**EXERCISE GOAL**
Using the records below, count the lines containing "potted" and give only the total.

+++ ENTRIES SUPPLIED +++

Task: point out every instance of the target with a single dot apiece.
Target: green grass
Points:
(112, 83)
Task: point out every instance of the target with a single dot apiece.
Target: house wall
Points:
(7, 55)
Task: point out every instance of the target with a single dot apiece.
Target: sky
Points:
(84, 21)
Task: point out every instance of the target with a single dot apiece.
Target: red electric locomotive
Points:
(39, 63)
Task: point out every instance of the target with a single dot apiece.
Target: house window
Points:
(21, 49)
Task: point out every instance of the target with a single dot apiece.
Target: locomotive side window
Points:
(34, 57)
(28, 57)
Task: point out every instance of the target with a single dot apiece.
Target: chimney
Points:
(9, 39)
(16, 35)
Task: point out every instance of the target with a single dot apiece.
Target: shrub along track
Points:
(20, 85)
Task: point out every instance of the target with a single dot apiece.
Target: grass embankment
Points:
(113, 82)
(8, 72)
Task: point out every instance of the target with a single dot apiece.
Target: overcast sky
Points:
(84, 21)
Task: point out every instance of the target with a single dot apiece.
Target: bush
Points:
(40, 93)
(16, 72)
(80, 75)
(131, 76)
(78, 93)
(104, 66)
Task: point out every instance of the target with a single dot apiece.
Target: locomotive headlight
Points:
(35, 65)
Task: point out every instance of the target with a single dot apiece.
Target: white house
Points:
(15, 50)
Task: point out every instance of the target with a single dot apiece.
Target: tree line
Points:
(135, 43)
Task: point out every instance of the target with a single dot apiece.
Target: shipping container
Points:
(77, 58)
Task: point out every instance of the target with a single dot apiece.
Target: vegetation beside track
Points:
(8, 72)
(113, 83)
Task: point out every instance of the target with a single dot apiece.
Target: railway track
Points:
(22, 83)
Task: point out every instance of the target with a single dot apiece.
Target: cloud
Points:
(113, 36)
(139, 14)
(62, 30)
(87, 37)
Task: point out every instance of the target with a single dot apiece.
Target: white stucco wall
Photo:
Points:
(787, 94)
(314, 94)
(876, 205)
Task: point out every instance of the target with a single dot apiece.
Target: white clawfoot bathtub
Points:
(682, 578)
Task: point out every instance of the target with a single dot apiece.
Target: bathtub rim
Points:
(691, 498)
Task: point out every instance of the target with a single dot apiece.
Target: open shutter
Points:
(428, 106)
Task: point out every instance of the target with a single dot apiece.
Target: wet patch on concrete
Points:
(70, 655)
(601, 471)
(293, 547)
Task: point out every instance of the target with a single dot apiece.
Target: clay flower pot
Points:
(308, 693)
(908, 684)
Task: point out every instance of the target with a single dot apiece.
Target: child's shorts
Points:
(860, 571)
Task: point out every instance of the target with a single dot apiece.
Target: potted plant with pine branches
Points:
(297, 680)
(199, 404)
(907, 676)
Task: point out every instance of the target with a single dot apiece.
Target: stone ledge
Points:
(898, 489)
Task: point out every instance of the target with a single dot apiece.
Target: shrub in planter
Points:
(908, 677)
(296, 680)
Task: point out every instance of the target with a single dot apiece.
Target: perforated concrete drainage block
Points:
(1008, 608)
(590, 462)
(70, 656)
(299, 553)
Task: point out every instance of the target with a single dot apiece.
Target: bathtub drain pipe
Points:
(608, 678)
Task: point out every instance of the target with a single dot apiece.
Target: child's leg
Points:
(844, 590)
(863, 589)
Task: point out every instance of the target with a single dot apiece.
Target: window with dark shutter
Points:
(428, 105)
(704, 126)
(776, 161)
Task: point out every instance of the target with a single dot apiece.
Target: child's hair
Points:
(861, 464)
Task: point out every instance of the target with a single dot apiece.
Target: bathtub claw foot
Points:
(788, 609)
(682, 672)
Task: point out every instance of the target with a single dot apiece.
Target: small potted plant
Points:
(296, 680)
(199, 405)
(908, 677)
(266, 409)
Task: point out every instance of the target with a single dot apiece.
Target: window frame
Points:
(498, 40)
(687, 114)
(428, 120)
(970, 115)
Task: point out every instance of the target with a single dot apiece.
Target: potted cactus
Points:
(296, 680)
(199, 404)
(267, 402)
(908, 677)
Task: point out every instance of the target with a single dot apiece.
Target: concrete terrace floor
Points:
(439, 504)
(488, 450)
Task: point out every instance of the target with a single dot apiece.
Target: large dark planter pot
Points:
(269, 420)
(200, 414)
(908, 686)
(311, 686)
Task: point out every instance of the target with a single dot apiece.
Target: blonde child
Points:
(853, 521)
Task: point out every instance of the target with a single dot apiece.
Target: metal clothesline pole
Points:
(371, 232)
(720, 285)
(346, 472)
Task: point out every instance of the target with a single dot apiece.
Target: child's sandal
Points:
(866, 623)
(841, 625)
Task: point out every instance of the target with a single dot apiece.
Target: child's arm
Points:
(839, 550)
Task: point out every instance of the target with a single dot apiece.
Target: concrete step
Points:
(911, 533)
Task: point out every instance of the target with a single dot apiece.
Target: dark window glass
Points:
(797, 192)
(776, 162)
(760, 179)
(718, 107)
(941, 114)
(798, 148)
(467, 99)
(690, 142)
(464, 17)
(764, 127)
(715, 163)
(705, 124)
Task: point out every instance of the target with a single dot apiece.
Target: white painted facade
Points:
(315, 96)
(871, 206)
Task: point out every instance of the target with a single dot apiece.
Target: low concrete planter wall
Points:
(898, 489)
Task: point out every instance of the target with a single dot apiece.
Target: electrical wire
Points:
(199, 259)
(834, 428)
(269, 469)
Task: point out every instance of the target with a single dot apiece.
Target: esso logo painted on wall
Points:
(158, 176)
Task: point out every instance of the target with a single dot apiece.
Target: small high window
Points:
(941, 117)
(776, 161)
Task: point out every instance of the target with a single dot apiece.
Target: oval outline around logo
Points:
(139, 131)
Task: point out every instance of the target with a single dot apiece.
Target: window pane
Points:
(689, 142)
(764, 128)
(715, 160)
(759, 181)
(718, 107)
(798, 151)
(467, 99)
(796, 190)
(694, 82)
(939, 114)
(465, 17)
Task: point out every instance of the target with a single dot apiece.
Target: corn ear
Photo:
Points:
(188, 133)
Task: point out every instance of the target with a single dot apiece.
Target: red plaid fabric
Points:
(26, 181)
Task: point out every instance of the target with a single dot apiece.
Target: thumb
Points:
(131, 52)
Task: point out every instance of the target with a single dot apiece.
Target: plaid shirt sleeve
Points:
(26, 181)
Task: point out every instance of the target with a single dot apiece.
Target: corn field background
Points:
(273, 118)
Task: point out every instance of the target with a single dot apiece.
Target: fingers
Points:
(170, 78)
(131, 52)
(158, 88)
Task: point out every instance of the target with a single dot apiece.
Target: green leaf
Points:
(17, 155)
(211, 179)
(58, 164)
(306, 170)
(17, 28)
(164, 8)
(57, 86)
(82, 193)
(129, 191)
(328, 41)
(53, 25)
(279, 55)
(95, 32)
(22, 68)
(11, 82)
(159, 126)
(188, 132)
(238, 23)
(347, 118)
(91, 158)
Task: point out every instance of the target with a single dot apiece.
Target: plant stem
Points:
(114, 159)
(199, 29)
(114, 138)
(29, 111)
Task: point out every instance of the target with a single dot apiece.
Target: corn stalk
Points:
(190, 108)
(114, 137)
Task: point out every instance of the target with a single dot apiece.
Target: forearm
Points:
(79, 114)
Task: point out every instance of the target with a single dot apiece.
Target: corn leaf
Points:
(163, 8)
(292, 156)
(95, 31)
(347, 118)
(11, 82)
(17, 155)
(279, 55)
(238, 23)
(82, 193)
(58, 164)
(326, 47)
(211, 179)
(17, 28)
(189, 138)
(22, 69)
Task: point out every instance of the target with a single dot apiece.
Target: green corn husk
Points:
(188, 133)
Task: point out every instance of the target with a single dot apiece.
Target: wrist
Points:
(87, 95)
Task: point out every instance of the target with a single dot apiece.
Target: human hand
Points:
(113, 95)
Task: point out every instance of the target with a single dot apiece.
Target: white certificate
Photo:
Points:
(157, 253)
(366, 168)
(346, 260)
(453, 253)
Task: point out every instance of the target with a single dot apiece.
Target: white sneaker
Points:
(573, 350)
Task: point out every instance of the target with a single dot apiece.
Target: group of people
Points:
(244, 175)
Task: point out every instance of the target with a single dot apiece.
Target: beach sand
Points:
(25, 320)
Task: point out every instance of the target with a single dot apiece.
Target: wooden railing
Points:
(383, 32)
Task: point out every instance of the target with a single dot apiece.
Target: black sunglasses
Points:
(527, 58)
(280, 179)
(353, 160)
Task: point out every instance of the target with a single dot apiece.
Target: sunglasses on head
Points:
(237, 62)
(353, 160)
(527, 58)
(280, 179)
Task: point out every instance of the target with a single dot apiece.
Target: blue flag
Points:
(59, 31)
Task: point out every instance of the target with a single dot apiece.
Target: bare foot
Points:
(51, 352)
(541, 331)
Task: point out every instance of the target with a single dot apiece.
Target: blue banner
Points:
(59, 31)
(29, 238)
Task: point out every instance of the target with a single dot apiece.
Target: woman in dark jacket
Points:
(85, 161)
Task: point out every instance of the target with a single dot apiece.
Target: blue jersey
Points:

+++

**RESPONSE TO THE EXERCISE**
3